**TEXT PROVIDED:**
It was only last week that we discussed when ASX short sellers would stop targeting ASX lithium shares.
Lithium shares have been at the top of the ASX's most short-sold stocks lists for months now.
Previously lofty valuations, combined with a price crash in the lithium commodity itself prompted armies of short investors to take out positions in some of the ASX's most prominent lithium stocks since the middle of last year.
The likes of Pilbara Minerals Ltd (ASX: PLS), Core Lithium Ltd (ASX: CXO) and Sayona Mining Ltd (ASX: SYA) have frequently found themselves on the ASX's most short-sold shares list in recent months.
But perhaps this is changing.
Short sellers walk away from lithium stocks
Every week, my Fool colleague James takes a look at this data and tells us what the 10 most shorted shares each week are.
A month ago, there were three ASX lithium shares that made the cut.
Pilbara was on top, with 20.6% of its shares held in a short position.
Core Lithium was the third stock, with 12.7%
And Sayona was just behind that, with 11.7% of its shares held against it.
But this week, we have a different picture. Pilbara is still taking out the top spot. But Core Lithium has slipped to the seventh most-shorted position. And Sayona dropped out of the top ten entirely.
So there's a clear move away from ASX lithium shares amongst short sellers.
As today's report shows, other mining companies like Genesis Minerals Ltd (ASX: GMD) are attracting more short interest. But so too are shares like Flight Centre Travel Group Ltd (ASX: FLT) and IDP Education Ltd (ASX: IEL).
ASIC data shows that this short interest seems to be migrating to some other diverse corners of the ASX.
Short seller interest in blue chips like Commonwealth Bank of Australia (ASX: CBA), BHP Group Ltd (ASX: BHP) and Rio Tinto Ltd (ASX: RIO) has increased in recent weeks, even as the interest in lithium stocks like Core Lithium and Sayona Mining has waned.

(Referring-expression pointing data)

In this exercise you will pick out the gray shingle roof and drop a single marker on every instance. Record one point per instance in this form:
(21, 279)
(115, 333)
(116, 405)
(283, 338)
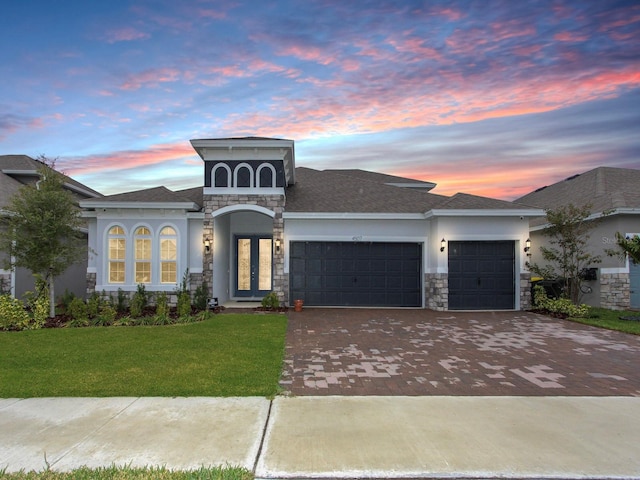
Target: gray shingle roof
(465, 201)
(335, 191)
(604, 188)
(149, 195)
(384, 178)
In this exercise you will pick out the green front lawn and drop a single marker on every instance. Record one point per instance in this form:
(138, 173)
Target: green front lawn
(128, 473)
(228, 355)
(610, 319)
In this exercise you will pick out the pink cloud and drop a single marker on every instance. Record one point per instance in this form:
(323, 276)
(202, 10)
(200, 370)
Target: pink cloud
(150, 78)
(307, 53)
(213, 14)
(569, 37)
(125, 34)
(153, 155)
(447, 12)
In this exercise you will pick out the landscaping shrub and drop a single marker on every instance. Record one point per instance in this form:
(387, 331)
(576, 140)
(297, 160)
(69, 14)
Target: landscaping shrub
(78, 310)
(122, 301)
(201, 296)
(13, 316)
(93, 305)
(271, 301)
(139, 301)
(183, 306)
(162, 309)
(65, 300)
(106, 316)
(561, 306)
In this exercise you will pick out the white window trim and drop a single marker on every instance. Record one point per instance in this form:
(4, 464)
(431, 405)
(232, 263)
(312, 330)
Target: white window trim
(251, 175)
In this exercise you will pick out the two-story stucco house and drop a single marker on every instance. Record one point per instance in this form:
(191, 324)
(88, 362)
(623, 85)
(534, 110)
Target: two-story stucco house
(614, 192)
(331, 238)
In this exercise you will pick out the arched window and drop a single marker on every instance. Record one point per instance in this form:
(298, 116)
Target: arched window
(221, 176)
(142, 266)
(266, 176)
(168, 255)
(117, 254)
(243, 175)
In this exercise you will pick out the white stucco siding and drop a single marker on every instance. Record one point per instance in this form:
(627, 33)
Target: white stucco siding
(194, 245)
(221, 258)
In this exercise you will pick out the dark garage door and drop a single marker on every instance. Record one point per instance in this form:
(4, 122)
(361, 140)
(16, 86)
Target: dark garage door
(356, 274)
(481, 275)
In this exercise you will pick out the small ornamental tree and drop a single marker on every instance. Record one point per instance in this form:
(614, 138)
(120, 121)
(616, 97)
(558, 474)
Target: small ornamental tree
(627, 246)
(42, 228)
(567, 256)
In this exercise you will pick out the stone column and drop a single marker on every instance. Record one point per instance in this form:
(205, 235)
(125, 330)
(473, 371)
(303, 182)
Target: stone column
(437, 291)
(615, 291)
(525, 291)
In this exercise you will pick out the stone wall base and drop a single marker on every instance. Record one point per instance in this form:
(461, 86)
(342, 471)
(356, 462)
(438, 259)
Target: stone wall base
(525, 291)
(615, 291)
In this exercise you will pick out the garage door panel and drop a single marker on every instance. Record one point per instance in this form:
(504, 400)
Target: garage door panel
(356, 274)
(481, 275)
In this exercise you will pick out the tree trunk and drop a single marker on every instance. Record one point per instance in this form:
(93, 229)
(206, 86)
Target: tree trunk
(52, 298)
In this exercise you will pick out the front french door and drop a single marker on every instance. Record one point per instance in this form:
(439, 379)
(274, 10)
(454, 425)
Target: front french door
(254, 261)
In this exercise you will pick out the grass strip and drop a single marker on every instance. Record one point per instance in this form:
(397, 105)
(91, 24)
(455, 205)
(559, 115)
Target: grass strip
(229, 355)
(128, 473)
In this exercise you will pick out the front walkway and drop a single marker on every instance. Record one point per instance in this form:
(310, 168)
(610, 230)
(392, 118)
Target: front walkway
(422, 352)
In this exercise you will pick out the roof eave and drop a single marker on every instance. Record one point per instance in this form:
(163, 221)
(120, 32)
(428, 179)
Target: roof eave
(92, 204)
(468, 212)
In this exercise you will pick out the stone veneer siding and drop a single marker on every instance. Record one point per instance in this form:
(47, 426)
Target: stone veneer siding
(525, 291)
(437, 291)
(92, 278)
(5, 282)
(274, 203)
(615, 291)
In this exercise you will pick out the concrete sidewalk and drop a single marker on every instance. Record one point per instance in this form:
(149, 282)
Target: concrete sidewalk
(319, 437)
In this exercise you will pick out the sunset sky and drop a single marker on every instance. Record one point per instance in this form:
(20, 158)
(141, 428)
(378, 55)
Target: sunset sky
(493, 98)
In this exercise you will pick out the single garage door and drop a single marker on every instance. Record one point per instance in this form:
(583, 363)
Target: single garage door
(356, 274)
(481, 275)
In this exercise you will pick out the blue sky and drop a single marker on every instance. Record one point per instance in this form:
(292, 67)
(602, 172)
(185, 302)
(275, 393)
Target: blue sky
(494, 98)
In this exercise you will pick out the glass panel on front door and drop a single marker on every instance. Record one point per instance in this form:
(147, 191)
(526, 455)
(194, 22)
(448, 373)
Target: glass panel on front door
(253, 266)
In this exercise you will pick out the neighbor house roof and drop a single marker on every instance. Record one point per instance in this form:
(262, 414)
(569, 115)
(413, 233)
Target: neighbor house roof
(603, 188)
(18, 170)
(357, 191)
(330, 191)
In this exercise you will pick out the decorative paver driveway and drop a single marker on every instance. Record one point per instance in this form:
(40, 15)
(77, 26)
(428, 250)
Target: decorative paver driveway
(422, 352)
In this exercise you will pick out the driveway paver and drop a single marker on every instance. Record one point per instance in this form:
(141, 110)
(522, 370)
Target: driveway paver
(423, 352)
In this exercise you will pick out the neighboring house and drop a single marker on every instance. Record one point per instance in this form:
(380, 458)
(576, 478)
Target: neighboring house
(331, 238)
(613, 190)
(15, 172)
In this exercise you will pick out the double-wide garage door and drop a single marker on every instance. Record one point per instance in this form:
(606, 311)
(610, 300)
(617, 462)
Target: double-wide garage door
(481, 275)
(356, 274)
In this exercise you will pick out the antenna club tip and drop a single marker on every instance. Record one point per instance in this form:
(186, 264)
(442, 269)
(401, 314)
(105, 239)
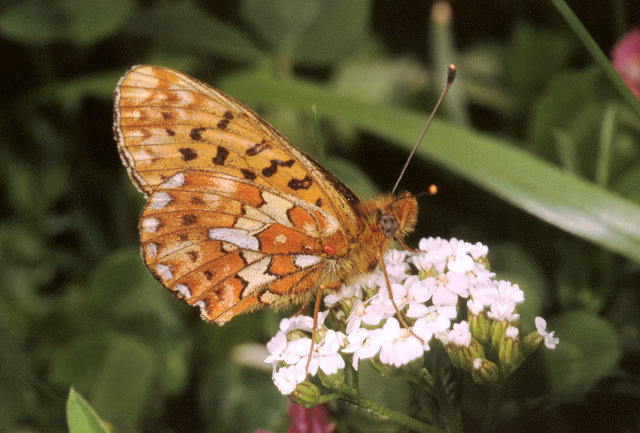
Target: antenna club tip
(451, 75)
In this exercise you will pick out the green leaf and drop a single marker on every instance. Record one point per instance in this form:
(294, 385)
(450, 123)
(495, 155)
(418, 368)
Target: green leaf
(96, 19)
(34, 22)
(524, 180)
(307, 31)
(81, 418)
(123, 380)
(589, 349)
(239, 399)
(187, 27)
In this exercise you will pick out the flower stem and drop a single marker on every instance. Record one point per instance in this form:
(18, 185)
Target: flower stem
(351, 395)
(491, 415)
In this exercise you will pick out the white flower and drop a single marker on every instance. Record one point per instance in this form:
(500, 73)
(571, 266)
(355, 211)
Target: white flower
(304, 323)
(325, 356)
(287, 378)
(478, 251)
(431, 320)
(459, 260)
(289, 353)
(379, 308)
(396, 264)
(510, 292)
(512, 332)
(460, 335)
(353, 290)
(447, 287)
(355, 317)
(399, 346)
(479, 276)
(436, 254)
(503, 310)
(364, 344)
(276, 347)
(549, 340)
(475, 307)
...
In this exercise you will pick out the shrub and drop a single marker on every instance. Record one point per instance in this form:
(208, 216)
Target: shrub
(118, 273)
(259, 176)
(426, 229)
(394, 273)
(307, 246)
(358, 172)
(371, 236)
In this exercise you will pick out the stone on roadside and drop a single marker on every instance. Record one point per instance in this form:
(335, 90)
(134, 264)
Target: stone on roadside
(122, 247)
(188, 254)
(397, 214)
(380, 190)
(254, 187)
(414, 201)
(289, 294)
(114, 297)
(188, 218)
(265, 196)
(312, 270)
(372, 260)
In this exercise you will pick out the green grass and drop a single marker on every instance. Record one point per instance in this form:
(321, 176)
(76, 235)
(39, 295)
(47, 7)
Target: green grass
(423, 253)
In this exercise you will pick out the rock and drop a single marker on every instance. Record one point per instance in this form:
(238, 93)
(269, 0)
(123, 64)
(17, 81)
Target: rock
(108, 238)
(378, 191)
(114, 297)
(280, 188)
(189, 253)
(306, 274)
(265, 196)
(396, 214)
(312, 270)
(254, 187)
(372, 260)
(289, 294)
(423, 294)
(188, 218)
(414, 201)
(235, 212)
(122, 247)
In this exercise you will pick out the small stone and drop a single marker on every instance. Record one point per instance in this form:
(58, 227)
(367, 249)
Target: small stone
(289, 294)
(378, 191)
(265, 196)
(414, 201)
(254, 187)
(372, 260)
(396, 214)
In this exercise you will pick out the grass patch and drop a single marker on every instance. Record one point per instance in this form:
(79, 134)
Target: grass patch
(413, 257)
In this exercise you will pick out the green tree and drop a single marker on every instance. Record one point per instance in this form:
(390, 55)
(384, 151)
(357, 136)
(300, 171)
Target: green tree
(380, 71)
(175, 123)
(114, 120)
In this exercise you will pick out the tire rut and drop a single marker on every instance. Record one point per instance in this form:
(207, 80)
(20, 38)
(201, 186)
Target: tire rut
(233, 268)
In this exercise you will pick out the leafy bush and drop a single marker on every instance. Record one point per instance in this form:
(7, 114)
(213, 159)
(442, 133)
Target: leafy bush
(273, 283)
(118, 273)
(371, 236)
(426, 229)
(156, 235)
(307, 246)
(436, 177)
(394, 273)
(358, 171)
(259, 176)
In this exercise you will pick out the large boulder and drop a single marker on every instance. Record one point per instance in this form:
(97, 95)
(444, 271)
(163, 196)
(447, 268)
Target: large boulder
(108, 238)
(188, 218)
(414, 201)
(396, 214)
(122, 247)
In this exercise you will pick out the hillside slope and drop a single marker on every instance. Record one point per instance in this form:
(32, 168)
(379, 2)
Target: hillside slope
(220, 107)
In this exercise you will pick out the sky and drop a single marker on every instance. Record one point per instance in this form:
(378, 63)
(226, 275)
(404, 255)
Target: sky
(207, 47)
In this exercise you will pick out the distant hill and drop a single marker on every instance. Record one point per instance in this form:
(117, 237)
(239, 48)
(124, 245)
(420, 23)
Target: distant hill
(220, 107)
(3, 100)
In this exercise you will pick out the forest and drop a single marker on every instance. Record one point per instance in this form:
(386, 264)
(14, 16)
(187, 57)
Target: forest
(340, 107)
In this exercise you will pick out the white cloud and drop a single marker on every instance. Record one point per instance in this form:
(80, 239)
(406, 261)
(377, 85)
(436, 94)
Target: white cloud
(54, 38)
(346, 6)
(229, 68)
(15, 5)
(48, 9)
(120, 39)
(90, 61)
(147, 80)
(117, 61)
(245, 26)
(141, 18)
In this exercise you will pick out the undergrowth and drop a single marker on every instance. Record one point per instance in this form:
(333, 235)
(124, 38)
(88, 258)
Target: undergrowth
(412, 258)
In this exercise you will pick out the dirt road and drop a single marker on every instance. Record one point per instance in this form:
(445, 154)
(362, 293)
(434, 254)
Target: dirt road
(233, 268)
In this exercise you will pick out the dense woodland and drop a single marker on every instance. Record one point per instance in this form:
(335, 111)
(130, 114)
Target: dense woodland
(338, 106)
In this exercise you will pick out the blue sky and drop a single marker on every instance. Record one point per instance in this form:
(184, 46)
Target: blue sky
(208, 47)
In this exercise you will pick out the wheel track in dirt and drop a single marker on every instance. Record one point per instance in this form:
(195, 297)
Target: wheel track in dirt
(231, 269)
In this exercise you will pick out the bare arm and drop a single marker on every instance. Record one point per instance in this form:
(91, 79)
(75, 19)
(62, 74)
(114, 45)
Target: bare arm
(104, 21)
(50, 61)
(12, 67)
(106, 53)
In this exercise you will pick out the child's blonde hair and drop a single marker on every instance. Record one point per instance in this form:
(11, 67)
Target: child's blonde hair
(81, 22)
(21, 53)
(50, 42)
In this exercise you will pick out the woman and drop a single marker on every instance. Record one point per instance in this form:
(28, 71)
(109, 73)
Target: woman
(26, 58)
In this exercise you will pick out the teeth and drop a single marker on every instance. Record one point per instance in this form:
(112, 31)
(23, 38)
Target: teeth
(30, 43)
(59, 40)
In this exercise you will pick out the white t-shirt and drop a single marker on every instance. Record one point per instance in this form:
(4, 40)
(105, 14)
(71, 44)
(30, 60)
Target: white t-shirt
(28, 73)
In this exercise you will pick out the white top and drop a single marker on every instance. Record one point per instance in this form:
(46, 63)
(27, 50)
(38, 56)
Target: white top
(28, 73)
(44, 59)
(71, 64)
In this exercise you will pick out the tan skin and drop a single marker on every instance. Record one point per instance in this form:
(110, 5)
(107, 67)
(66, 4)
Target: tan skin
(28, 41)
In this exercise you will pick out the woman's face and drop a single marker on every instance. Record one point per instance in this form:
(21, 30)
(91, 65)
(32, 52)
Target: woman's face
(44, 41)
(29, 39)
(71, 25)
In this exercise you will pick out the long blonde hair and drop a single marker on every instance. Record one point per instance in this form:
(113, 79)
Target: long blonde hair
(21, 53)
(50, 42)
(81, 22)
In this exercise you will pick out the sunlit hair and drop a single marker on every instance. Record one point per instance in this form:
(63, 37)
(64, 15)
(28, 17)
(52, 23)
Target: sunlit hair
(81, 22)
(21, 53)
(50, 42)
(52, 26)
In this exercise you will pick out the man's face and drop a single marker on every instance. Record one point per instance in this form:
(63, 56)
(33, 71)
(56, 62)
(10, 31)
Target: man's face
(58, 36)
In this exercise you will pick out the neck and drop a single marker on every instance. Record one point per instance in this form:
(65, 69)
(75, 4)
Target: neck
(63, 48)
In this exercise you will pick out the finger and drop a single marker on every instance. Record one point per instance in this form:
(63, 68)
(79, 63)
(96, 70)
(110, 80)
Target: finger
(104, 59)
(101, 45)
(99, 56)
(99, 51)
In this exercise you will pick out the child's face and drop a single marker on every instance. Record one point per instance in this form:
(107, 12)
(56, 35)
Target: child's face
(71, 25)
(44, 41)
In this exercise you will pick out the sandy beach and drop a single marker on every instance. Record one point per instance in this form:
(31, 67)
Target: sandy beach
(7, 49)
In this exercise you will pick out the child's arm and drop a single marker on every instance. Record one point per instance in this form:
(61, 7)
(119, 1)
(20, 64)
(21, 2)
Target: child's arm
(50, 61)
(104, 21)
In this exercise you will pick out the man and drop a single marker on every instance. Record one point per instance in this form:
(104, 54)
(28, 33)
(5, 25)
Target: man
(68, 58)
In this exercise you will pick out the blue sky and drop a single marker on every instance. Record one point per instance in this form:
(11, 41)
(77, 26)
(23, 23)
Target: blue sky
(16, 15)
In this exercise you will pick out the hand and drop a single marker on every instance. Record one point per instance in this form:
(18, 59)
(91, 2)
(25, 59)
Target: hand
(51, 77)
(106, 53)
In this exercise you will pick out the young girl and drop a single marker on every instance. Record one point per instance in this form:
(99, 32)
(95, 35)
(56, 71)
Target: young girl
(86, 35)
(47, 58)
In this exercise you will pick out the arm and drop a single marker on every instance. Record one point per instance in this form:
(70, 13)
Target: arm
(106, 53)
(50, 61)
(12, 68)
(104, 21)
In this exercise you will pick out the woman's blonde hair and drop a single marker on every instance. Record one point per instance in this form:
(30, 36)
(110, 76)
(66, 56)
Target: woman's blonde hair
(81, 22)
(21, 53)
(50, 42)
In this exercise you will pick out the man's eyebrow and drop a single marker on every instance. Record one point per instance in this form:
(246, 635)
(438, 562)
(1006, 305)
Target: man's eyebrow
...
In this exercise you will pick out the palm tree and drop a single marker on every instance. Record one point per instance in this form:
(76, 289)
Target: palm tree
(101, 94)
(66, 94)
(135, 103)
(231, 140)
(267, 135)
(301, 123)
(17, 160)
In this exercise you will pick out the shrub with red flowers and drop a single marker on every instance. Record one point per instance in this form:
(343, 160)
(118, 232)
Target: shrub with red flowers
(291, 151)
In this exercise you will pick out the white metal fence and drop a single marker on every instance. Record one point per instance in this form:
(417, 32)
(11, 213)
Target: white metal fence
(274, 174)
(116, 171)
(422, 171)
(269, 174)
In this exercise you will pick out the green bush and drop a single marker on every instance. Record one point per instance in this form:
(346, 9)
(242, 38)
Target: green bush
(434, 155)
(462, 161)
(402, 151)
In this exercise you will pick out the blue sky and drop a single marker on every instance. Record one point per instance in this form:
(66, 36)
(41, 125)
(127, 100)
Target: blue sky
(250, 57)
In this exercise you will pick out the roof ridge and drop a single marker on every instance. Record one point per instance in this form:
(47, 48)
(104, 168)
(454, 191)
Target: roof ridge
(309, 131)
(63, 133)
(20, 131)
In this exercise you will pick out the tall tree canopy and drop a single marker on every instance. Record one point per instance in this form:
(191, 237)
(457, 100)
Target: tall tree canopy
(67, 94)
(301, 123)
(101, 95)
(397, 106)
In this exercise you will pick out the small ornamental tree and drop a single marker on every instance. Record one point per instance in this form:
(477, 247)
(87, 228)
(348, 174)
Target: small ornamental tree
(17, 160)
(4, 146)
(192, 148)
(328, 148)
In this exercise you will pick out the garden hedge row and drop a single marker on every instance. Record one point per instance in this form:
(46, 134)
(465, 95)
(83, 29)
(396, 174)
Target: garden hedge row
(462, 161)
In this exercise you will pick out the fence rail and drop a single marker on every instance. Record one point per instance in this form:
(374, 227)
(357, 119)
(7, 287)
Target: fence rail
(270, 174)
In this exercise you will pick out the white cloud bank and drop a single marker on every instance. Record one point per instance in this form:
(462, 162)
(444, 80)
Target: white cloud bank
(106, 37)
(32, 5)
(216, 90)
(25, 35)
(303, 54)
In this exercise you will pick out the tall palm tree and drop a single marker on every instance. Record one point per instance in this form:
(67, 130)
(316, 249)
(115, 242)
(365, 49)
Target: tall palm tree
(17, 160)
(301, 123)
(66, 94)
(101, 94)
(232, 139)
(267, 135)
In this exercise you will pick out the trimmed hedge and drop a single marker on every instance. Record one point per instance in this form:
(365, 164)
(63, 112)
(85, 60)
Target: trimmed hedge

**REQUIRED ACTIONS:**
1. Retype the part of the lithium short-selling article that starts at "So there's a" and ends at "Ltd (ASX: IEL).".
2. Continue the lithium short-selling article, picking up right after its last sentence.
The entries are separate material, apart from the lithium short-selling article.

**ANSWERS GIVEN:**
1.
So there's a clear move away from ASX lithium shares amongst short sellers.
As today's report shows, other mining companies like Genesis Minerals Ltd (ASX: GMD) are attracting more short interest. But so too are shares like Flight Centre Travel Group Ltd (ASX: FLT) and IDP Education Ltd (ASX: IEL).

2.
Why are ASX 200 blue chips getting targeted?
Well, there could be at least two major factors at play here.
Firstly, as we touched on last week, short sellers may be deciding that the well is running dry when it comes to shorting ASX lithium shares. It's only possible to make money from short selling if the shorted share in question experiences a major share price loss over a set period.
With a stock like Core Lithium already down almost 88% from its all-time highs in 2022, some shorters may feel like they are running out of runway. Especially with signs that lithium prices are beginning to recover.
Secondly, the entire ASX has been on a tear over the past few months. We've recently seen the ASX 200 at record highs, and the big four bank shares, in particular, have had a huge surge in valuation.
Miners like BHP and Rio are often hit hard in a stock market pullback, thanks to their cyclical, commodity-based business models.
So perhaps investors are betting that the ASX 200, after rallying almost 14% since November, is due for a pullback, and are shorting the biggest ASX 200 shares as a result.
Only time will tell if this proves to be a wise move.